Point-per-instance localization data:
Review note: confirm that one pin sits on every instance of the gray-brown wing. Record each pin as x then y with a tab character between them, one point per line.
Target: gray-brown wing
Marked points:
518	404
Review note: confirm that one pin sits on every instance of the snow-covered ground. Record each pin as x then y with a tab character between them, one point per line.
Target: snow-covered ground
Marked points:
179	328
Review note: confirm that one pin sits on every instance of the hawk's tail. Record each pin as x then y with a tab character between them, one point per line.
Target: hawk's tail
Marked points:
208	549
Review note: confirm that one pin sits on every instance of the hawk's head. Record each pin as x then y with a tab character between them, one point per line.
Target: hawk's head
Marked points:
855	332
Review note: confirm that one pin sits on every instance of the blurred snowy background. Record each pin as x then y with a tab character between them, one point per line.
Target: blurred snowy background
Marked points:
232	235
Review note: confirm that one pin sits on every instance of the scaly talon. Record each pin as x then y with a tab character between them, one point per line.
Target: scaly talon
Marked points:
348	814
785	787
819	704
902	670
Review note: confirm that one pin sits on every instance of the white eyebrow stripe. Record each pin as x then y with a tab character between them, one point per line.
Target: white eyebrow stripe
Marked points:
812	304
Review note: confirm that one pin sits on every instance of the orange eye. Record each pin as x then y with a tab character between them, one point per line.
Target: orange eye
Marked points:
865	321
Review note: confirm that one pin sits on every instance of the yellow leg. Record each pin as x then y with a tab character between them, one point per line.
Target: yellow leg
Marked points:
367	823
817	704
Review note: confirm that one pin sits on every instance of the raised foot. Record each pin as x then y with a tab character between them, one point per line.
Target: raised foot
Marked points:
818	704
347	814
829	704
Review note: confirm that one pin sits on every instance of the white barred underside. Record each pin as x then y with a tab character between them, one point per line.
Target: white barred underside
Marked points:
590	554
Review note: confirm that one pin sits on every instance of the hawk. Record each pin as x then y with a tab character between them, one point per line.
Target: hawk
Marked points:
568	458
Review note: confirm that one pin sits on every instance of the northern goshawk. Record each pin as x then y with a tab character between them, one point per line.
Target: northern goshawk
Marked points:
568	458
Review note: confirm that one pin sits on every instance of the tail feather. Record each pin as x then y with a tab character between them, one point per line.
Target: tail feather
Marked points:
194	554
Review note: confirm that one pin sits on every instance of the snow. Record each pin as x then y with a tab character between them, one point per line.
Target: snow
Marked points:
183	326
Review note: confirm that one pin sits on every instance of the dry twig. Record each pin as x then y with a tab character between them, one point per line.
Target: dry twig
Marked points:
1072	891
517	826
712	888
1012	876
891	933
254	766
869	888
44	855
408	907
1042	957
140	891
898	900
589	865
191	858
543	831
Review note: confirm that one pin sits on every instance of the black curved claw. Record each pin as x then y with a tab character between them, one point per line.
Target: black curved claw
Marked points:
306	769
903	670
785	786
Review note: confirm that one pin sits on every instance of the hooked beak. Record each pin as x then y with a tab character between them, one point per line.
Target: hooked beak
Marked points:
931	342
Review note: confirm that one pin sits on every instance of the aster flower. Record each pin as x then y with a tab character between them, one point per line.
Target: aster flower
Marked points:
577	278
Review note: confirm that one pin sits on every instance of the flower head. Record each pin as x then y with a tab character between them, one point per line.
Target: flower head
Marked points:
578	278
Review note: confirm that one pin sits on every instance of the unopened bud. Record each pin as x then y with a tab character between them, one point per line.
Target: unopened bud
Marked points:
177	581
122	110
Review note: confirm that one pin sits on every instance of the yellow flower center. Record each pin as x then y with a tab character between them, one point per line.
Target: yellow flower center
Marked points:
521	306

Your objective: In full and without change, transcribe every line of the records above.

Written answer:
Review note: confirm that one pin sits on every instance of the gray-brown wing. Record each pin as x then y with a tab character between them, one point per line.
Target: gray-brown wing
Marked points:
518	404
Review note: confirm that one pin sits on every instance of the snow-covered ground. Record each pin as x then y with a tab character between them, one point per line.
Target: snow-covered ground
Marked points:
179	328
Review note: confirm that one pin sits on every instance of the hawk's tail. Record each pin as x then y with a tab character between them, one point per line.
Target: hawk's tail
Marked points:
208	549
Review note: confirm that one pin sits on every instance of the hawk's head. Record each pin as x then y with a tab character between them, one point per line.
Target: hawk's head
Marked points:
855	332
Review note: confirm that one pin sits on every instance of the blurred snowy background. Record each pin as x then y with a tab character between them, one point per line.
Target: blurred snowy background
Marked points:
232	235
Review note: confirm that one pin sits on every instance of the scaly talon. Record each pin as x then y with a tab character between them, one point per line.
Target: scaly talon
Marked points:
348	814
785	787
819	704
902	670
Review note: confirm that one pin sits on every instance of the white eyebrow stripe. Record each pin as x then y with a tab character between them, one point per line.
Target: white eyebrow stripe
Marked points:
812	304
Review note: confirm that one pin sits on every instance of the orange eye. Record each pin as x then y with a tab character between them, one point per line.
Target: orange eye
Marked points:
865	321
Review note: confirm that one pin sits on every instance of the yellow leg. Record each pin as x then y with a tab character between them, one point per line.
Target: yellow leg
Marked points:
367	823
817	704
Review note: confirm that one pin sits on every instance of the raised foot. Record each pin as x then y with a tab character between them, one point per line.
Target: raised foot
Marked points:
818	704
347	814
829	704
Review note: confirm that one pin sits on every instance of the white barred underside. Record each pin as x then y with a tab character between them, one point per line.
Target: white barred underside
Marked points:
590	554
Review note: confirm that one pin sits on every instance of the hawk. Record each pin as x then y with a tab character between them, one point per line.
Target: hawk
Marked points:
568	458
Review note: confirm that one pin sits on every instance of the northern goshawk. Record each pin as x then y with a tab character between them, one point per line.
Target: northern goshawk
Marked points:
568	458
Review note: confirm that one pin sits on every instance of the tail feather. Record each pin as x then y with a tab character between them, one point per line.
Target: tail feather
Marked points:
194	554
Review note: confirm that one pin sits on every instance of the snow. Record each pin as x then y with a tab character between them, one point per line.
Target: snow
Marked points:
183	326
Review note: confirm that one pin sits on every instance of the dry twig. Record each pin as x then y with a tab character between them, one point per line.
Target: dry twig
Marked points:
1072	891
517	826
712	888
1012	876
891	933
254	766
869	888
44	855
408	907
1042	957
140	891
898	900
589	865
191	858
543	831
Review note: confirm that one pin sits on every instance of the black curved claw. Record each pin as x then y with a tab character between them, one point per line.
Target: black curved claw
Marked points:
306	769
903	670
785	786
Review note: confirm that one pin sits on every instance of the hooked beak. Record each pin as x then y with a tab character between them, one point per line.
Target: hooked beak
Marked points:
931	342
Review note: confirm that one pin sits on every instance of the aster flower. Record each pin as x then y with a tab character between them, one point per line.
Target: aster flower
Marked points:
577	278
Review note: confirm that one pin sits on every instance of the flower head. Record each pin as x then y with a tab character between them, one point per line.
Target: flower head
Marked points:
578	278
Review note: confirm that one pin sits on every instance of the unopened bud. Record each pin as x then y with a tab character between them, one point per line.
Target: unopened bud
Marked points:
177	581
122	110
Review note: confirm that one pin sits on every instance of the yellow flower center. Record each pin as x then y with a tab character between them, one point per line.
Target: yellow flower center
Marked points:
521	306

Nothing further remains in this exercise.